Teks Bacaan:
Oleh: Hamnah B. Lin
Dilansir oleh CNBCIndonesia tanggal 18/05/2025, Industri padat karya RI sedang bermasalah. Mulai dari tekstil, minyak mentah kelapa sawit atau crude palm oil (CPO), hingga tembakau, semua merasakan persoalan besar dalam operasi bisnis mereka. Ketua Umum Asosiasi Pengusaha Indonesia (Apindo), Shinta Kamdani, pun blak-blakan, pihaknya kini tengah berusaha keras menyuarakan kondisi terpuruk industri padat karya itu, sebab efeknya telah banyak dirasakan, seperti maraknya pemutusan hubungan kerja (PHK).
Jumlah PHK berdasarkan catatan Apindo pada periode 1 Januari 2025 - 10 Maret 2025 telah mencapai 114.675 orang. Terdiri dari jumlah peserta yang tidak lagi menjadi peserta BPJS Ketenagakerjaan karena PHK sebanyak 73.992 orang dan jumlah peserta yang mengajukan klaim JHT BPJS TK karena PHK 40.683 orang.
Data PHK ini melanjutkan kondisi pada 2024 yang mencapai 411.481 orang. Terdiri dari jumlah peserta yang tidak lagi menjadi peserta BPJS TK sepanjang tahun lalu yang mencapai 257.471 dan jumlah peserta yang mengajukan klaim JHT BPJS TK sebesar 154.010 orang.
Shinta mengatakan maraknya PHK ini membuat daya beli masyarakat kian melemah, tercermin dari terpuruknya kondisi pertumbuhan ekonomi pada kuartal I-2025 yang bahkan tak lagi mampu menyentuh level 5%, tepatnya hanya mampu tumbuh 4,87% secara tahunan atau year on year (yoy).
Faktor utama penopang pertumbuhan ekonomi Indonesia yang porsinya mencapi 54,53%, yakni konsumsi rumah tangga bahkan hanya mampu tumbuh 4,89% yoy, menjadikan kondisi pertumbuhan konsumsi rumah tangga terendah dalam lima kuartal terakhir.

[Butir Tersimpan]
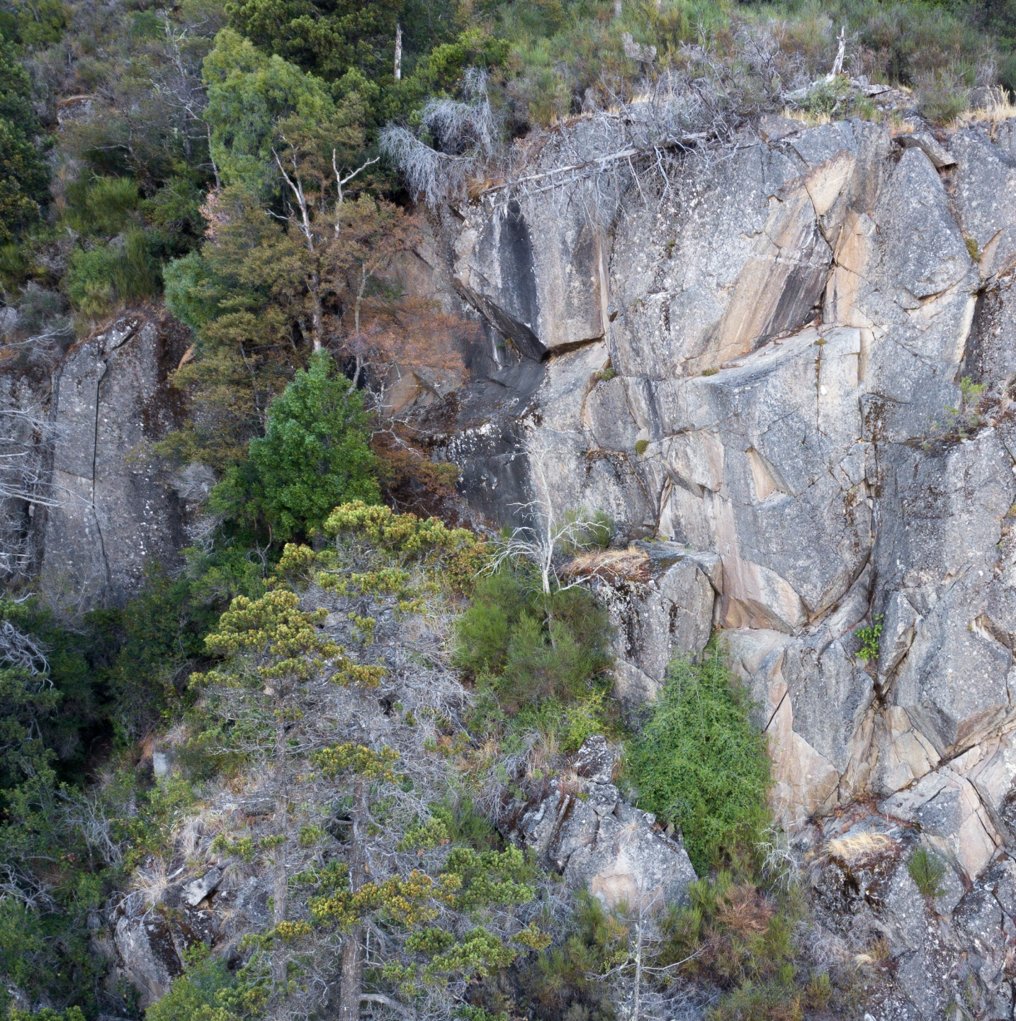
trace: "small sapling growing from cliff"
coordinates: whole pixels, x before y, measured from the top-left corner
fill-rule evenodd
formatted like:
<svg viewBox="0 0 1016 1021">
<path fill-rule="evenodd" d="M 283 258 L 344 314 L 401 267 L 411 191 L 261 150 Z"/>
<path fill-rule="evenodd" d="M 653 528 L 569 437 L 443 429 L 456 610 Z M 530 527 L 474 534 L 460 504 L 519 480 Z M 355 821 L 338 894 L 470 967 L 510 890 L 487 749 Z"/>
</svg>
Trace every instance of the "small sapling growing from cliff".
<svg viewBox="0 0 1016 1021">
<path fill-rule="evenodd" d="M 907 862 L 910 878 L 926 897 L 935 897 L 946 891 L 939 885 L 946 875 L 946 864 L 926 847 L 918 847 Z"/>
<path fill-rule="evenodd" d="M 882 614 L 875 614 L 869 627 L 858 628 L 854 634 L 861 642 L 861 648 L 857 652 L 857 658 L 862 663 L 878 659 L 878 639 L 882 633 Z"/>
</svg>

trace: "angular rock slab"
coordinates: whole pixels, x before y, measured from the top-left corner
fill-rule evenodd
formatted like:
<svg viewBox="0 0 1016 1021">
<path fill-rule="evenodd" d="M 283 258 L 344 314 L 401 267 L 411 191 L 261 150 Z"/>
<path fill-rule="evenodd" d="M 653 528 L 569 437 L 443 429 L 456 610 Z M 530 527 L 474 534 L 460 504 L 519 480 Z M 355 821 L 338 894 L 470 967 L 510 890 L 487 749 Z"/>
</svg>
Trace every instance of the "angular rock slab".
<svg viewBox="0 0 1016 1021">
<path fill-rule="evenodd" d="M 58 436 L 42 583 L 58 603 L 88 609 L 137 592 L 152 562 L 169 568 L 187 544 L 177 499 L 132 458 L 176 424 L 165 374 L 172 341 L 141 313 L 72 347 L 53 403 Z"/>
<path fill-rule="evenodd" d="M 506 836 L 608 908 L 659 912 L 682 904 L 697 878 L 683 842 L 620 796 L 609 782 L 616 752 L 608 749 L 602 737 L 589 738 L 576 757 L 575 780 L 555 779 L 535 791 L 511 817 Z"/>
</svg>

--

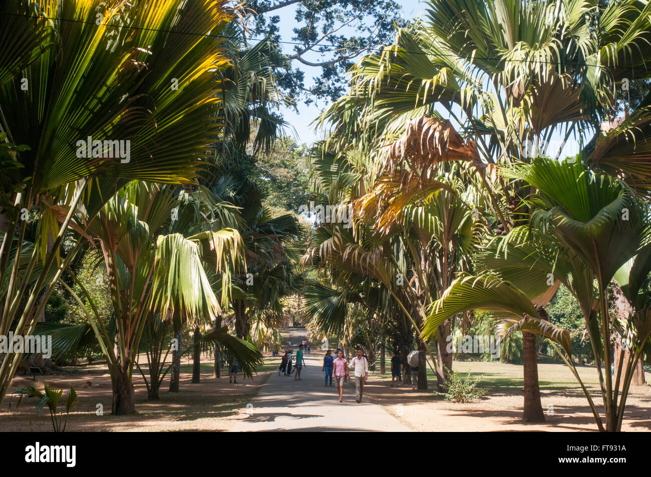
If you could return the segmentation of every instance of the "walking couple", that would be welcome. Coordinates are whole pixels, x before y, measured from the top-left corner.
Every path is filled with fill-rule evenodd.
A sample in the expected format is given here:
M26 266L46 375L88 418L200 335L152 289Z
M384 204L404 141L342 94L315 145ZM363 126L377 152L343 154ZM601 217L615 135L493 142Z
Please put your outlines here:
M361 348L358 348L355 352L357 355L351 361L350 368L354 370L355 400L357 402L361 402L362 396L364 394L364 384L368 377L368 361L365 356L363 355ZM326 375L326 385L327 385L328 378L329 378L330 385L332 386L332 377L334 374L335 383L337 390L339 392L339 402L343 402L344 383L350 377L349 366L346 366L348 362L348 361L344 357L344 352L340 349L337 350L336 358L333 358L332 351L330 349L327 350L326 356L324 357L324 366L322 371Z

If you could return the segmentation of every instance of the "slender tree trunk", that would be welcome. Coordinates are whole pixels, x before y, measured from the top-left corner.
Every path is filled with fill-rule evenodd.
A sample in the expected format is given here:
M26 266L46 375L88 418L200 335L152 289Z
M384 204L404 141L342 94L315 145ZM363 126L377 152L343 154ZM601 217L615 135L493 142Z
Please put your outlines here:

==

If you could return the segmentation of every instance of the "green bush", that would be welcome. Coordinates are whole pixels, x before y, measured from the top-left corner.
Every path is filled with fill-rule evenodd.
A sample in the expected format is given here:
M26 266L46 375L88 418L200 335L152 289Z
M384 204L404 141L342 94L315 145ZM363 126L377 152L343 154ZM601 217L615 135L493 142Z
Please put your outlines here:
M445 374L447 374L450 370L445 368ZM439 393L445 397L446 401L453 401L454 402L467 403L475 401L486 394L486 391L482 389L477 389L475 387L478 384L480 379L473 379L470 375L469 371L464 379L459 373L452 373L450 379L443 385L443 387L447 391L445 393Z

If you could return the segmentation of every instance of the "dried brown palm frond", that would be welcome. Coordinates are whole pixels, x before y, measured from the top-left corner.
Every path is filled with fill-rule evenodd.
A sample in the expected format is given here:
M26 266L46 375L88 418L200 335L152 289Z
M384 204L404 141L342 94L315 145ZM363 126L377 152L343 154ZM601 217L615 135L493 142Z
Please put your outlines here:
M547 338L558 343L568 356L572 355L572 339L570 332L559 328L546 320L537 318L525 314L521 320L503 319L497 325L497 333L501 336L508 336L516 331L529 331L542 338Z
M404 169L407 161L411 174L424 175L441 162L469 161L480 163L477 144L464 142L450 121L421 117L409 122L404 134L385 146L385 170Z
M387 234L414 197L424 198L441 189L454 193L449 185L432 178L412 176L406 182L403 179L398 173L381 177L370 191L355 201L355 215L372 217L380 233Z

Daftar Tugas:
[1] Tentukan setiap baris dalam catatan yang memuat kata utuh "whole", lalu salin baris-baris tersebut.
[2] Lanjutkan tulisan tentang PHK di industri padat karya, dimulai sesudah kalimat terakhirnya.
Tulisan tentang PHK di industri padat karya dan catatan di atas merupakan dua bahan yang berdiri sendiri.

Jawaban Setiap Tugas:
[1]
coordinates: whole pixels, x before y, measured from the top-left corner
coordinates: whole pixels, x before y, measured from the top-left corner
If you could return the segmentation of every instance of the "walking couple", that would be welcome. Coordinates are whole pixels, x before y, measured from the top-left corner.
If you could return the segmentation of every instance of the "slender tree trunk", that would be welcome. Coordinates are whole pixels, x before y, measured from the top-left corner.
If you could return the segmentation of every instance of the "green bush", that would be welcome. Coordinates are whole pixels, x before y, measured from the top-left corner.
If you could return the segmentation of every instance of the "dried brown palm frond", that would be welcome. Coordinates are whole pixels, x before y, measured from the top-left corner.

[2]
Ada banyak faktor yang menyebabkan turunnya daya beli masyarakat, seperti inflasi, pelemahan nilai tukar rupiah, penurunan pendapatan riil masyarakat, PHK, pengangguran, kenaikan pajak, biaya hidup yang meningkat, serta kebijakan pemerintah seperti kenaikan harga BBM. Namun, semua faktor tersebut pada dasarnya berakar dari penerapan sistem ekonomi kapitalisme. Yakni sistem yang memisahkan kehidupan dengan aturan Allah SWT. Sistem yang berasaskan kebebasan dalam segala lini kehidupan. Sistem inilah yang menjadi lahan subur bagi tumbuhnya permasalahan-permasalahan tersebut. Rinciannya adalah sebagai berikut.
Pertama, sistem kapitalisme berfokus pada pertumbuhan ekonomi tanpa memperhatikan pemerataan kesejahteraan. Akibatnya, kesejahteraan hanya dirasakan oleh segelintir elite, yaitu para pemilik modal. Pemerintah sibuk membangun infrastruktur di pusat-pusat ekonomi demi menarik investasi, tetapi abai terhadap pembangunan infrastruktur di pedesaan. Akibatnya, distribusi pangan terganggu, harga pangan lokal menjadi mahal, dan kalah bersaing dengan produk impor.
Kedua, sistem ekonomi kapitalisme membebaskan kepemilikan atas apa pun. Akibatnya, sumber daya alam (SDA) yang seharusnya dikelola negara demi kemaslahatan rakyat malah dikuasai oleh pemilik modal, baik asing maupun lokal. Dampaknya, rakyat kesulitan mengakses kebutuhan pokok. Contohnya, privatisasi air bersih membuat banyak warga tidak bisa menikmati akses air yang layak.
Ketiga, sistem kapitalisme memosisikan negara hanya sebagai regulator, bukan pengurus urusan umat. Pemerintah hanya membuat aturan, sedangkan swasta yang menyelenggarakan berbagai layanan dan kebutuhan masyarakat. Rakyat pun diposisikan sebagai konsumen yang hanya bisa mengakses layanan jika memiliki uang. Hanya warga yang memiliki kekayaan yang dapat hidup layak, sedangkan rakyat miskin kesulitan memenuhi kebutuhan dasar.
Keempat, sistem moneter kapitalisme berbasis mata uang kertas (fiat money) yang tidak memiliki sandaran pada komoditas berharga seperti emas dan perak. Hal ini menjadikan sistem keuangan rapuh dan tidak stabil. Pencetakan uang yang tidak didukung cadangan emas menyebabkan penurunan nilai mata uang atau inflasi. Inflasi inilah yang secara langsung menurunkan daya beli masyarakat dari waktu ke waktu.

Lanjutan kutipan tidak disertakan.